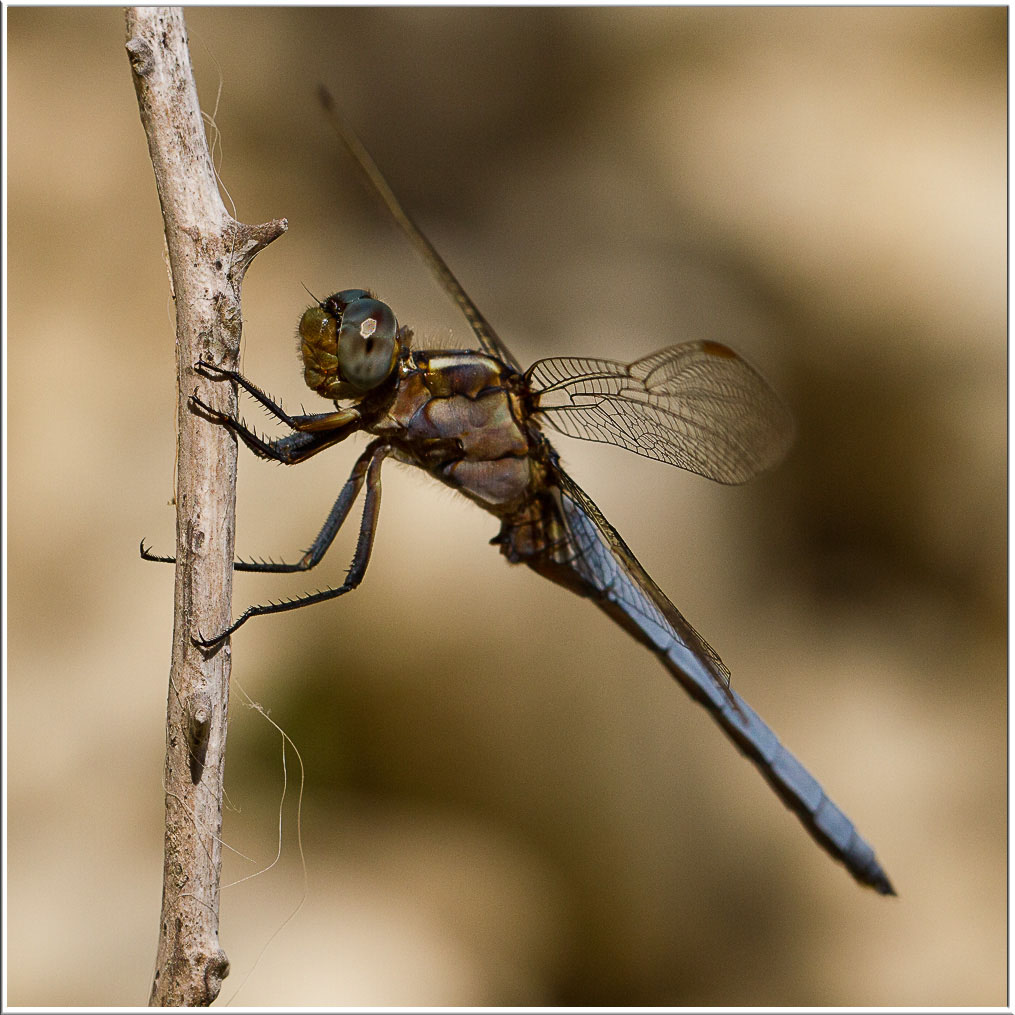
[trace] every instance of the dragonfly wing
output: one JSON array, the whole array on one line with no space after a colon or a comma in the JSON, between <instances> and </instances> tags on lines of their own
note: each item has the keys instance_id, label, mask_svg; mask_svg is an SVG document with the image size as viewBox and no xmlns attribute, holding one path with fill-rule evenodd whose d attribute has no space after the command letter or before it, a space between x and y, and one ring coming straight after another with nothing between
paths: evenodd
<instances>
[{"instance_id":1,"label":"dragonfly wing","mask_svg":"<svg viewBox=\"0 0 1015 1015\"><path fill-rule=\"evenodd\" d=\"M861 884L894 895L874 850L817 780L728 685L729 671L638 563L589 496L557 468L557 500L566 538L528 563L592 599L648 646L723 732L757 766L814 839Z\"/></svg>"},{"instance_id":2,"label":"dragonfly wing","mask_svg":"<svg viewBox=\"0 0 1015 1015\"><path fill-rule=\"evenodd\" d=\"M356 161L371 190L384 202L391 217L398 224L398 227L409 238L413 246L423 256L423 260L430 266L430 270L437 276L437 280L444 287L445 292L458 304L458 308L465 314L472 330L476 333L480 347L490 356L499 359L502 363L513 367L518 373L522 372L518 361L511 354L511 350L504 344L500 336L490 326L490 322L479 312L479 308L469 298L469 294L462 288L461 282L451 273L444 258L437 253L437 249L426 238L423 230L409 217L409 214L402 207L402 202L395 196L388 181L384 178L374 162L373 156L367 151L363 142L360 141L356 132L350 127L341 116L335 106L331 93L323 85L318 97L324 106L325 113L332 128L338 135L339 140L345 145L349 154Z\"/></svg>"},{"instance_id":3,"label":"dragonfly wing","mask_svg":"<svg viewBox=\"0 0 1015 1015\"><path fill-rule=\"evenodd\" d=\"M555 430L720 483L771 468L793 442L793 419L779 396L717 342L685 342L629 364L542 359L526 376L533 411Z\"/></svg>"}]
</instances>

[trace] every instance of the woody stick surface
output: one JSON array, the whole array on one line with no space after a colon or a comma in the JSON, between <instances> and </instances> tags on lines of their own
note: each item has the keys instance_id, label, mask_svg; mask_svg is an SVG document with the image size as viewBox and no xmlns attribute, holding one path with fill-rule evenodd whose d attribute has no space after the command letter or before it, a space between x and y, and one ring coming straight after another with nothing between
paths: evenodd
<instances>
[{"instance_id":1,"label":"woody stick surface","mask_svg":"<svg viewBox=\"0 0 1015 1015\"><path fill-rule=\"evenodd\" d=\"M192 634L230 621L236 445L191 412L197 392L235 413L236 394L196 374L201 358L234 367L240 285L285 220L236 222L219 195L179 8L127 8L127 53L155 170L176 309L178 469L176 586L166 713L162 914L151 1005L208 1005L229 962L219 947L222 779L228 642L205 652Z\"/></svg>"}]
</instances>

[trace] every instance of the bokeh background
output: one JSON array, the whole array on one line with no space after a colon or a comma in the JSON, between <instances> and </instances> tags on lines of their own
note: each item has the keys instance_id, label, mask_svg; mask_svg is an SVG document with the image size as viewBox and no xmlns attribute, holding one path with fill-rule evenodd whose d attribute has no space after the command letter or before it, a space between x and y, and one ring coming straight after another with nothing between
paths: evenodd
<instances>
[{"instance_id":1,"label":"bokeh background","mask_svg":"<svg viewBox=\"0 0 1015 1015\"><path fill-rule=\"evenodd\" d=\"M137 1004L173 579L137 544L175 524L161 217L122 12L5 13L8 1000ZM743 488L557 444L899 891L831 863L598 610L507 567L494 519L392 467L363 586L234 642L226 883L275 857L288 789L280 859L223 892L219 1003L1004 1004L1006 11L187 20L237 216L289 219L244 286L244 368L285 403L316 398L303 285L470 340L322 81L523 363L705 338L784 394L797 445ZM305 547L355 454L243 455L240 552ZM240 576L235 611L306 586ZM291 919L301 773L244 695L304 765Z\"/></svg>"}]
</instances>

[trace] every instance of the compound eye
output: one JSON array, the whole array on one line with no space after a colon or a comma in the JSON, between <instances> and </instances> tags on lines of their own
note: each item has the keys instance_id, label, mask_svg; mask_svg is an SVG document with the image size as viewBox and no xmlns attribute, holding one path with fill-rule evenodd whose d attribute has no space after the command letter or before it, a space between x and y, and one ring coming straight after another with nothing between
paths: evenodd
<instances>
[{"instance_id":1,"label":"compound eye","mask_svg":"<svg viewBox=\"0 0 1015 1015\"><path fill-rule=\"evenodd\" d=\"M364 297L369 297L370 293L366 289L343 289L340 293L334 293L329 296L322 306L329 313L334 314L336 317L341 317L345 312L345 308L350 303L355 303L356 300L361 300Z\"/></svg>"},{"instance_id":2,"label":"compound eye","mask_svg":"<svg viewBox=\"0 0 1015 1015\"><path fill-rule=\"evenodd\" d=\"M338 329L338 367L342 377L360 391L387 380L398 358L398 322L380 300L353 300Z\"/></svg>"}]
</instances>

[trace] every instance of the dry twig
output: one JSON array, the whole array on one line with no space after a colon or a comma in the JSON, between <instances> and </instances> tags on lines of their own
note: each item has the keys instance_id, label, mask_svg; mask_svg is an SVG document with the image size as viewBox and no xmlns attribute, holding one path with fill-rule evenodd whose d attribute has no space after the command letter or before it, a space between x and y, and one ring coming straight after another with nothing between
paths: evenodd
<instances>
[{"instance_id":1,"label":"dry twig","mask_svg":"<svg viewBox=\"0 0 1015 1015\"><path fill-rule=\"evenodd\" d=\"M176 303L178 478L173 655L166 716L162 917L149 1004L207 1005L229 962L218 942L228 644L206 653L196 632L230 621L236 445L195 416L195 390L235 412L236 395L194 373L202 357L234 367L240 284L284 220L236 222L219 196L179 8L128 8L127 53L155 168Z\"/></svg>"}]
</instances>

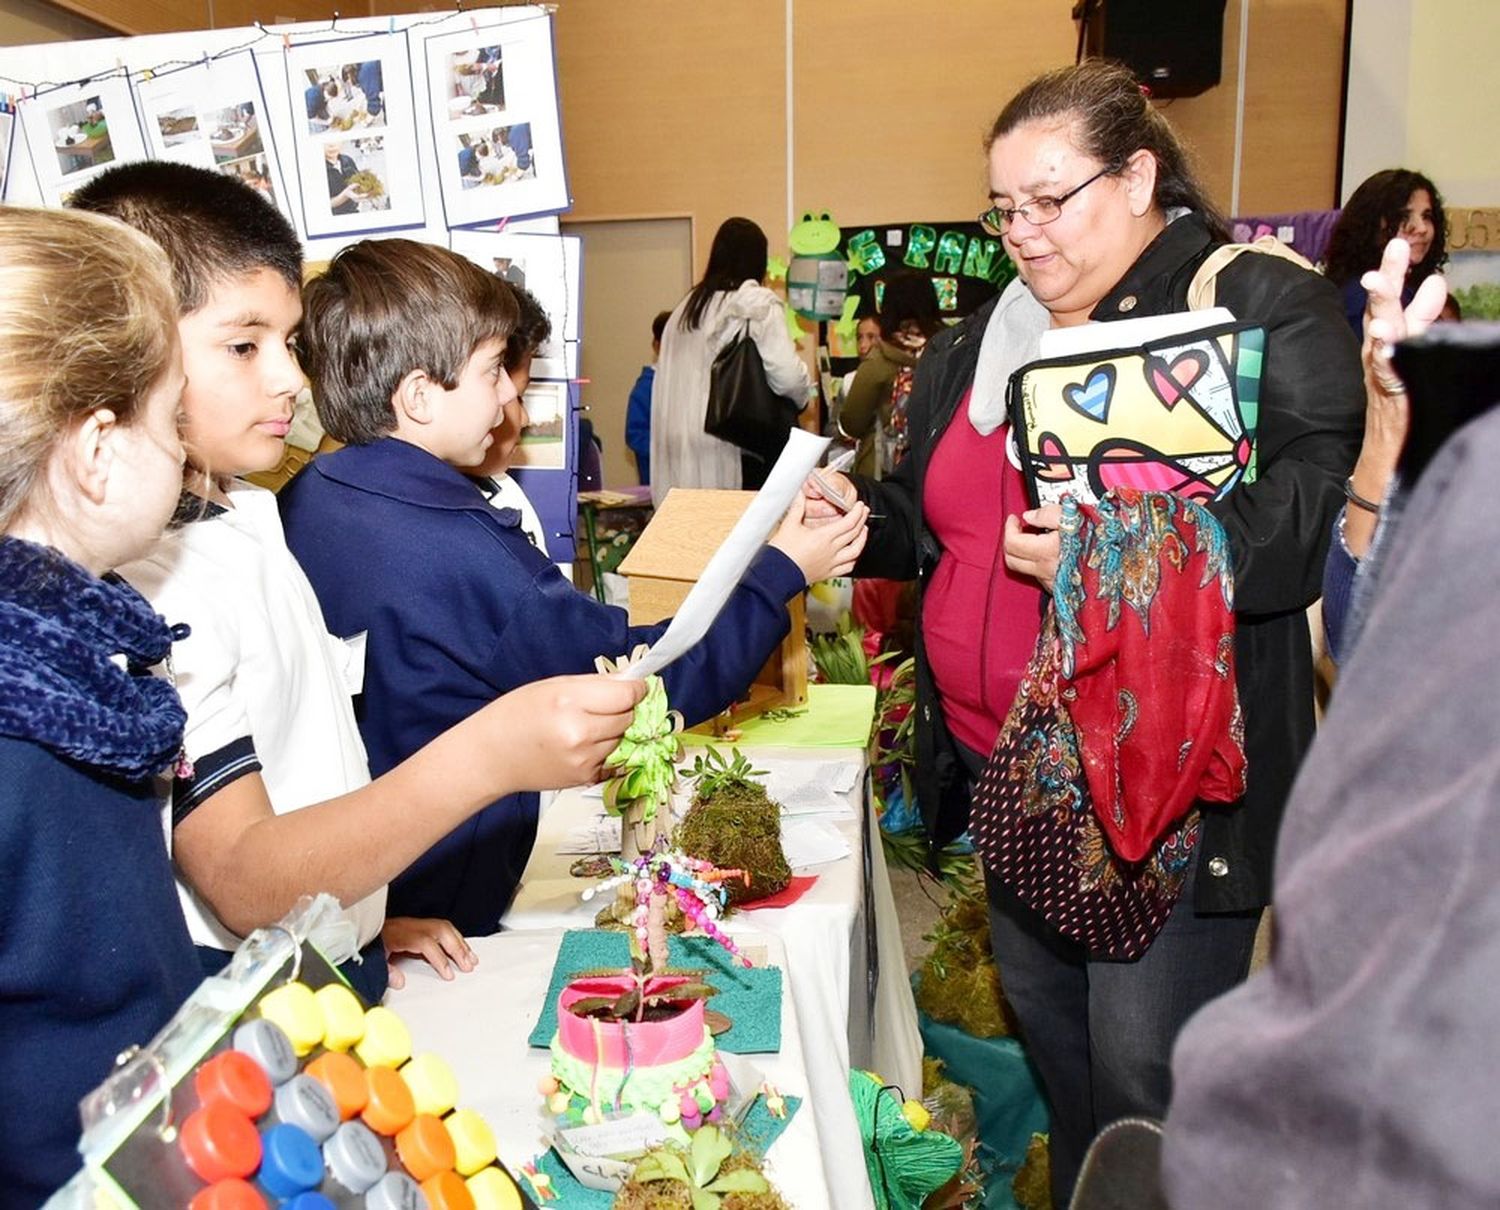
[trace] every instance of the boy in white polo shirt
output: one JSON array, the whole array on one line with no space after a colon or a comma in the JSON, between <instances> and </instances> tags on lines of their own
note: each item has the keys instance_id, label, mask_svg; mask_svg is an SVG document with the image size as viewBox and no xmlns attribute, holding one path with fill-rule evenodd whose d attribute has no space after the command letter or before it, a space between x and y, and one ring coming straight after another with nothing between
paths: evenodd
<instances>
[{"instance_id":1,"label":"boy in white polo shirt","mask_svg":"<svg viewBox=\"0 0 1500 1210\"><path fill-rule=\"evenodd\" d=\"M300 895L329 891L352 905L362 955L374 959L345 974L378 1000L390 877L497 788L587 780L639 690L596 677L529 686L371 782L350 701L361 653L327 633L274 497L233 478L280 461L303 386L293 352L302 319L296 234L254 190L179 164L114 169L73 204L161 244L181 307L187 490L179 524L121 573L191 628L173 652L193 769L174 787L171 844L205 971ZM514 319L496 316L495 334L507 335ZM445 977L450 962L473 964L446 921L392 920L385 942L422 954Z\"/></svg>"}]
</instances>

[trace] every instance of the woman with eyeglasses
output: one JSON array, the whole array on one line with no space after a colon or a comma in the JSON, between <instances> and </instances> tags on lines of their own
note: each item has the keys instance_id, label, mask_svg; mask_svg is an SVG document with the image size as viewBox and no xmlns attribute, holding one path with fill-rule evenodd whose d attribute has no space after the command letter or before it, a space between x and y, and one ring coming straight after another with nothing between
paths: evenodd
<instances>
[{"instance_id":1,"label":"woman with eyeglasses","mask_svg":"<svg viewBox=\"0 0 1500 1210\"><path fill-rule=\"evenodd\" d=\"M939 846L968 824L1057 568L1058 510L1028 508L1007 449L1006 386L1048 327L1188 309L1195 272L1227 240L1166 120L1116 65L1089 61L1027 85L996 120L988 161L982 221L1020 277L930 343L896 473L836 484L879 518L856 574L920 578L916 784ZM1359 349L1337 292L1290 261L1239 256L1217 296L1267 329L1259 478L1211 506L1232 554L1249 792L1200 804L1181 898L1135 961L1091 958L986 871L1001 977L1052 1105L1059 1207L1100 1127L1163 1114L1179 1027L1244 977L1282 804L1312 738L1305 610L1359 445Z\"/></svg>"}]
</instances>

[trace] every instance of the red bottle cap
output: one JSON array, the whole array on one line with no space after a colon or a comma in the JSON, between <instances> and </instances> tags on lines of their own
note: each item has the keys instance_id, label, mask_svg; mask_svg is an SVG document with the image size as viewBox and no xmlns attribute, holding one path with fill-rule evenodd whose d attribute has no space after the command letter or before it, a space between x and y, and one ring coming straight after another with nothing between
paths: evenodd
<instances>
[{"instance_id":1,"label":"red bottle cap","mask_svg":"<svg viewBox=\"0 0 1500 1210\"><path fill-rule=\"evenodd\" d=\"M271 1107L271 1081L259 1063L238 1050L222 1051L198 1068L193 1087L205 1105L224 1101L247 1118L258 1118Z\"/></svg>"},{"instance_id":2,"label":"red bottle cap","mask_svg":"<svg viewBox=\"0 0 1500 1210\"><path fill-rule=\"evenodd\" d=\"M195 1109L182 1124L179 1146L187 1166L209 1184L249 1176L260 1167L255 1124L225 1101Z\"/></svg>"},{"instance_id":3,"label":"red bottle cap","mask_svg":"<svg viewBox=\"0 0 1500 1210\"><path fill-rule=\"evenodd\" d=\"M249 1181L236 1178L199 1190L188 1210L266 1210L266 1199Z\"/></svg>"}]
</instances>

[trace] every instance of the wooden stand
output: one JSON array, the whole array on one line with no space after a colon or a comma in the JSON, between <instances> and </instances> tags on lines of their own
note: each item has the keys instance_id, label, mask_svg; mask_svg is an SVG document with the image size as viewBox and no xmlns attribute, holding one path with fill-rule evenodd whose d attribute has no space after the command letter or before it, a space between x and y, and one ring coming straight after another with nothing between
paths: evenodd
<instances>
[{"instance_id":1,"label":"wooden stand","mask_svg":"<svg viewBox=\"0 0 1500 1210\"><path fill-rule=\"evenodd\" d=\"M675 614L754 492L674 487L631 548L620 574L630 582L630 623L645 626ZM791 632L771 653L748 693L695 731L722 734L747 718L807 701L807 627L801 595L787 605Z\"/></svg>"}]
</instances>

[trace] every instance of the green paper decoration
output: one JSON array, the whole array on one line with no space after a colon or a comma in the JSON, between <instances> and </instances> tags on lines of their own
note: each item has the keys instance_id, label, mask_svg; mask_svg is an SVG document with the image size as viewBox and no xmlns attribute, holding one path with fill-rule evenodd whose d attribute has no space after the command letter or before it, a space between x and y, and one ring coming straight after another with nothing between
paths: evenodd
<instances>
[{"instance_id":1,"label":"green paper decoration","mask_svg":"<svg viewBox=\"0 0 1500 1210\"><path fill-rule=\"evenodd\" d=\"M849 237L844 246L844 263L854 274L874 273L885 267L885 249L869 228Z\"/></svg>"},{"instance_id":2,"label":"green paper decoration","mask_svg":"<svg viewBox=\"0 0 1500 1210\"><path fill-rule=\"evenodd\" d=\"M600 672L623 672L646 652L644 644L629 656L611 662L600 656ZM659 676L646 678L646 696L635 705L630 726L604 758L606 769L618 770L604 783L604 809L621 817L621 852L626 856L650 850L656 840L656 814L672 799L677 784L676 762L682 758L682 715L667 706L667 687Z\"/></svg>"},{"instance_id":3,"label":"green paper decoration","mask_svg":"<svg viewBox=\"0 0 1500 1210\"><path fill-rule=\"evenodd\" d=\"M915 1129L879 1076L851 1071L849 1095L876 1210L919 1210L928 1194L963 1168L964 1149L958 1141L937 1130Z\"/></svg>"},{"instance_id":4,"label":"green paper decoration","mask_svg":"<svg viewBox=\"0 0 1500 1210\"><path fill-rule=\"evenodd\" d=\"M859 310L859 295L850 294L844 299L844 310L839 315L833 330L845 345L852 345L859 338L859 321L854 318Z\"/></svg>"},{"instance_id":5,"label":"green paper decoration","mask_svg":"<svg viewBox=\"0 0 1500 1210\"><path fill-rule=\"evenodd\" d=\"M937 292L939 311L958 310L958 278L934 277L932 288Z\"/></svg>"},{"instance_id":6,"label":"green paper decoration","mask_svg":"<svg viewBox=\"0 0 1500 1210\"><path fill-rule=\"evenodd\" d=\"M931 263L927 259L927 254L935 247L937 247L937 232L931 227L914 223L911 233L906 237L906 255L901 258L901 263L913 269L926 269Z\"/></svg>"},{"instance_id":7,"label":"green paper decoration","mask_svg":"<svg viewBox=\"0 0 1500 1210\"><path fill-rule=\"evenodd\" d=\"M932 258L932 268L937 273L957 273L963 269L964 248L967 241L957 231L944 231L937 242L937 252Z\"/></svg>"},{"instance_id":8,"label":"green paper decoration","mask_svg":"<svg viewBox=\"0 0 1500 1210\"><path fill-rule=\"evenodd\" d=\"M849 290L849 266L839 255L839 225L826 210L804 214L788 235L787 302L805 319L837 319Z\"/></svg>"},{"instance_id":9,"label":"green paper decoration","mask_svg":"<svg viewBox=\"0 0 1500 1210\"><path fill-rule=\"evenodd\" d=\"M798 256L824 256L839 250L839 225L824 210L817 217L804 214L787 233L787 244Z\"/></svg>"},{"instance_id":10,"label":"green paper decoration","mask_svg":"<svg viewBox=\"0 0 1500 1210\"><path fill-rule=\"evenodd\" d=\"M766 277L770 281L786 280L786 261L779 256L773 256L766 261Z\"/></svg>"}]
</instances>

# Work to be completed
Only lines that include "trace" belong in the answer; return them from the entries above.

# Reply
[trace] every instance of the dragonfly wing
[trace] every instance of the woody stick surface
[trace] every instance of the bokeh background
[trace] every instance of the compound eye
[trace] every instance of the dry twig
[trace] every instance of the boy in white polo shirt
[trace] every instance of the woman with eyeglasses
[trace] every instance of the red bottle cap
[trace] every instance of the wooden stand
[trace] every instance of the green paper decoration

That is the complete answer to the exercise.